Copy out the talk abstract on AGN variability below word for word, in full.
*** Opening Document passage ***
In the first half of my talk, I will introduce a new method of analyzing variability by inverting the multi-wavelength UV/optical lightcurves of AGNs into maps of the temperature fluctuations on the disk resolved in time and radius. These maps are dominated by fluctuations that must by driven by processes intrinsic to the disk, contrary to the current paradigm where disk variability is driven by reprocessing of X-rays emerging the innermost part of the AGN.
In the second half, I will address transient variability in AGNs and around quiescent SMBHs. These include: changing-look events, where an AGN changes from one "type"to another over timescales of months to years; tidal disruption events (TDEs), where a star is ripped apart by the tidal forces of a SMBH and some of the debris rapidly accreted, producing a luminous transient; and ambiguous nuclear transients (ANTs), which are transients that possess peculiar qualities that overlap with both AGN flares and TDEs. These various transients may help to reveal new aspects of AGN structure and how AGNs evolve with time.
*** Closing Document passage ***
*** Opening Given data ***
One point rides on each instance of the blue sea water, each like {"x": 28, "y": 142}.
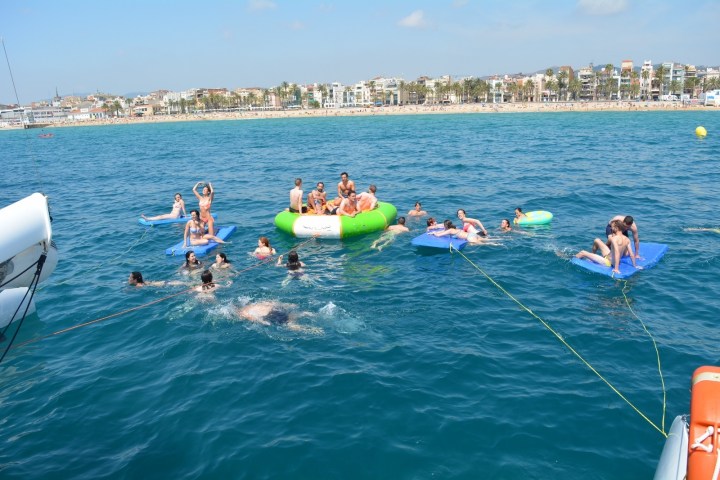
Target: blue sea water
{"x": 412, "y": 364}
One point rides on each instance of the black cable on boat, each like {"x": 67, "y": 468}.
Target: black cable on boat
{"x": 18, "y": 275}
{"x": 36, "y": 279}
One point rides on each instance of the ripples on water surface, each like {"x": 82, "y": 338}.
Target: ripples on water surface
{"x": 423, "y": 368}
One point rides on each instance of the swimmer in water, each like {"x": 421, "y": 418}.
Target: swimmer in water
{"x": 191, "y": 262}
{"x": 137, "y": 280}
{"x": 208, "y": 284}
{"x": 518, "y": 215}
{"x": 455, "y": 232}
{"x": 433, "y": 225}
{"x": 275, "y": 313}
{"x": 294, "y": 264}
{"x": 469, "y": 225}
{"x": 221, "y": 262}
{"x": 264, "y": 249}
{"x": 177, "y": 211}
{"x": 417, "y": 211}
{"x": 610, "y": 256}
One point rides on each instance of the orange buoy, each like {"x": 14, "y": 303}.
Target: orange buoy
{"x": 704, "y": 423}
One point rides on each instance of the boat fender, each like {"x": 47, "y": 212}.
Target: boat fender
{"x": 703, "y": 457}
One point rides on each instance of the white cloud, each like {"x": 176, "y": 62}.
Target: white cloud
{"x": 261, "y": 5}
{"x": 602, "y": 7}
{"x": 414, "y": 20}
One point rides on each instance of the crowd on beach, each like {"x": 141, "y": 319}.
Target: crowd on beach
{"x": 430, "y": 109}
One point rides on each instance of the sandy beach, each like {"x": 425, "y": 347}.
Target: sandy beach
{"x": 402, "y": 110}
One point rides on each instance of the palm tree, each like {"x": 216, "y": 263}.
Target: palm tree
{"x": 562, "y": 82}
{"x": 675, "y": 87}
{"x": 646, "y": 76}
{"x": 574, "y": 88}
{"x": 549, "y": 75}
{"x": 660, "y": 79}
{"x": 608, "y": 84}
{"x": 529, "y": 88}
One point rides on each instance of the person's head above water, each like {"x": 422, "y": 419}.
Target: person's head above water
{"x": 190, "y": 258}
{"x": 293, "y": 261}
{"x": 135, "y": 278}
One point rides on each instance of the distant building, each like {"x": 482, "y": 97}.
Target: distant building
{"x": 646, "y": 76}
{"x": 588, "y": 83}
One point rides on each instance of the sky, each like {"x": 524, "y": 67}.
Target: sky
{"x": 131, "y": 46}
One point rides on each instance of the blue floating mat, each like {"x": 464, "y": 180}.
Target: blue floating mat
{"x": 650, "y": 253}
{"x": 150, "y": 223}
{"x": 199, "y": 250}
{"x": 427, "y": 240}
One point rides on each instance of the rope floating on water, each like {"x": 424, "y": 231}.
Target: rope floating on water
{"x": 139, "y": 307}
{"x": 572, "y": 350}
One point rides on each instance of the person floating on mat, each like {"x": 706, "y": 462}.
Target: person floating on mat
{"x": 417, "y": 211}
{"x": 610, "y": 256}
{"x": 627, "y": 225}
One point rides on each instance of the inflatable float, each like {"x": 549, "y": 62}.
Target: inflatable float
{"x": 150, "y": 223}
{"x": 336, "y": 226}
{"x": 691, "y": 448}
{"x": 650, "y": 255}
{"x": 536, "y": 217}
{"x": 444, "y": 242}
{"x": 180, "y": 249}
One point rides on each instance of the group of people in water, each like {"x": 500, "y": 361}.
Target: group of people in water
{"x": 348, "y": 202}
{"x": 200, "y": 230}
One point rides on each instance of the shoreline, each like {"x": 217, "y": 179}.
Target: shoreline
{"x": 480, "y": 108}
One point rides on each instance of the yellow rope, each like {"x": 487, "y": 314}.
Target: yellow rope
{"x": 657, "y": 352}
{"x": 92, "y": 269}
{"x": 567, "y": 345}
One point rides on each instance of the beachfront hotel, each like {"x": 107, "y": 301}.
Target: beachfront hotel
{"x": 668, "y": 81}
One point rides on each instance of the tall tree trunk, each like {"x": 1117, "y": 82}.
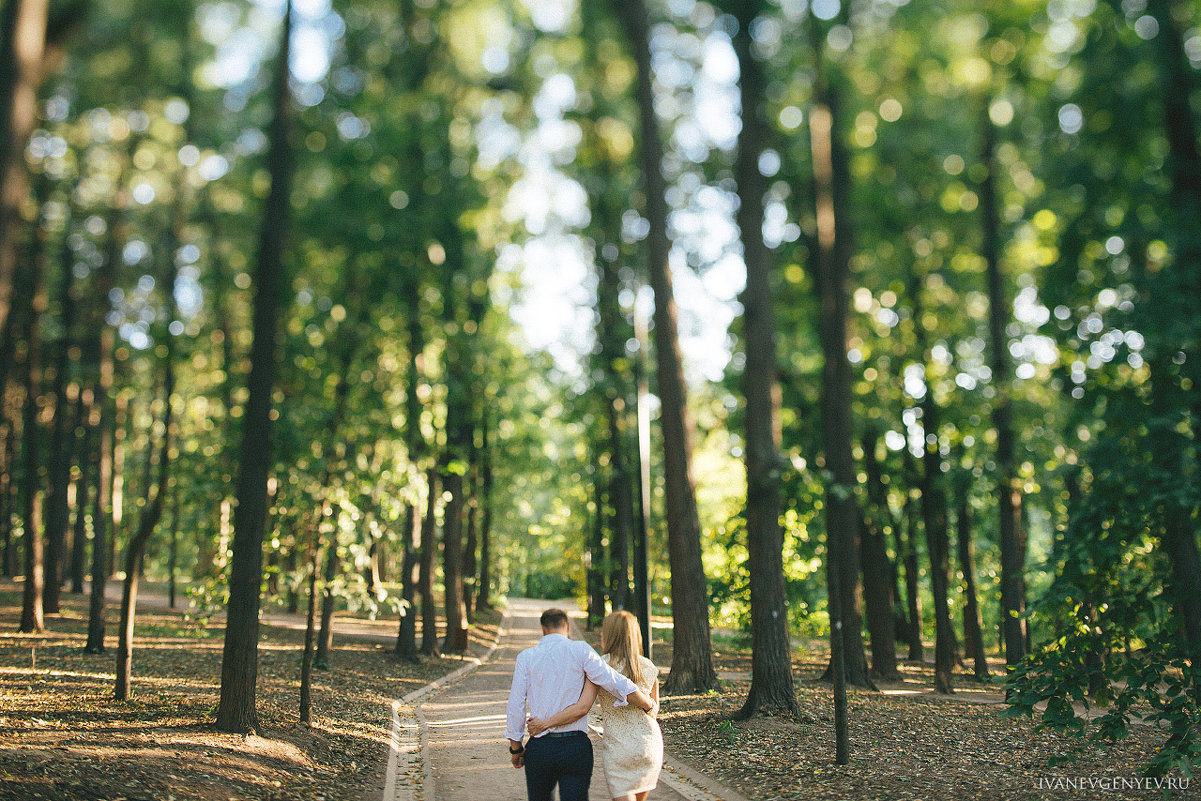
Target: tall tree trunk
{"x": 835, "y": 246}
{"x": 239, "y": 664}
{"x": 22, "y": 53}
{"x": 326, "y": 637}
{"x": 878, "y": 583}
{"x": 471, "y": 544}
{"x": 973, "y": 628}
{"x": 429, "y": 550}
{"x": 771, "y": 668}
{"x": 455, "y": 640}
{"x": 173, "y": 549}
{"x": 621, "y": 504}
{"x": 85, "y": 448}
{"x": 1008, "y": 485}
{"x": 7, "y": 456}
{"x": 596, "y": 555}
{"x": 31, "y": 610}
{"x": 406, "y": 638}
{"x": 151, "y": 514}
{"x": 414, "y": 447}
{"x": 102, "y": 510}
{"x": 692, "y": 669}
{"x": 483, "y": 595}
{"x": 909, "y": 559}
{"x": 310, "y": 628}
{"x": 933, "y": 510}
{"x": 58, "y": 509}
*** Closing Given data ***
*** Opening Given data ***
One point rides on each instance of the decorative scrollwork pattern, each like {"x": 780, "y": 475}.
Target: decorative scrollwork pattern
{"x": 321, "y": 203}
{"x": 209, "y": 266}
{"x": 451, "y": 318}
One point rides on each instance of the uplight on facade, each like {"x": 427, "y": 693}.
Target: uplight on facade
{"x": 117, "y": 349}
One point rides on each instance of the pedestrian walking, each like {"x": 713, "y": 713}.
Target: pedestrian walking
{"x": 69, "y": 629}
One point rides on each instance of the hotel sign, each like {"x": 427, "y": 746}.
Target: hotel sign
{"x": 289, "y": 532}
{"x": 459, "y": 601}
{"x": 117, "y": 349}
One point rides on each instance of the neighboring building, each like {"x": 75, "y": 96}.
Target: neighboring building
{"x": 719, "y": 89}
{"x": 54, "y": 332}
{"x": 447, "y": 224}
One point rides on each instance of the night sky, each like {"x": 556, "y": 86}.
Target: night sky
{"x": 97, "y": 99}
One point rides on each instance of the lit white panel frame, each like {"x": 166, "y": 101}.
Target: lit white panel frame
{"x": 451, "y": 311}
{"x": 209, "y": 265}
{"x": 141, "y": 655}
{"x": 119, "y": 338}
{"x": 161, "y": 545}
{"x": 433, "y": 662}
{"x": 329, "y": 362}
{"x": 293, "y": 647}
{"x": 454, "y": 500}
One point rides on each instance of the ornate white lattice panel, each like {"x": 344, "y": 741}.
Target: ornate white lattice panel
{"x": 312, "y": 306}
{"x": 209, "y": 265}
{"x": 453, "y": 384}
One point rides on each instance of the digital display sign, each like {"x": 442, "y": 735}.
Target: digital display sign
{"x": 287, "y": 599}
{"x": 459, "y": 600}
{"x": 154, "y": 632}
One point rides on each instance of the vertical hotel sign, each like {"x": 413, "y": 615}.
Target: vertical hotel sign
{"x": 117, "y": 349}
*** Closing Given data ***
*Task result*.
In the first half of my talk, I will introduce a new method of analyzing variability by inverting the multi-wavelength UV/optical lightcurves of AGNs into maps of the temperature fluctuations on the disk resolved in time and radius. These maps are dominated by fluctuations that must by driven by processes intrinsic to the disk, contrary to the current paradigm where disk variability is driven by reprocessing of X-rays emerging the innermost part of the AGN.
In the second half, I will address transient variability in AGNs and around quiescent SMBHs. These include: changing-look events, where an AGN changes from one "type"to another over timescales of months to years; tidal disruption events (TDEs), where a star is ripped apart by the tidal forces of a SMBH and some of the debris rapidly accreted, producing a luminous transient; and ambiguous nuclear transients (ANTs), which are transients that possess peculiar qualities that overlap with both AGN flares and TDEs. These various transients may help to reveal new aspects of AGN structure and how AGNs evolve with time.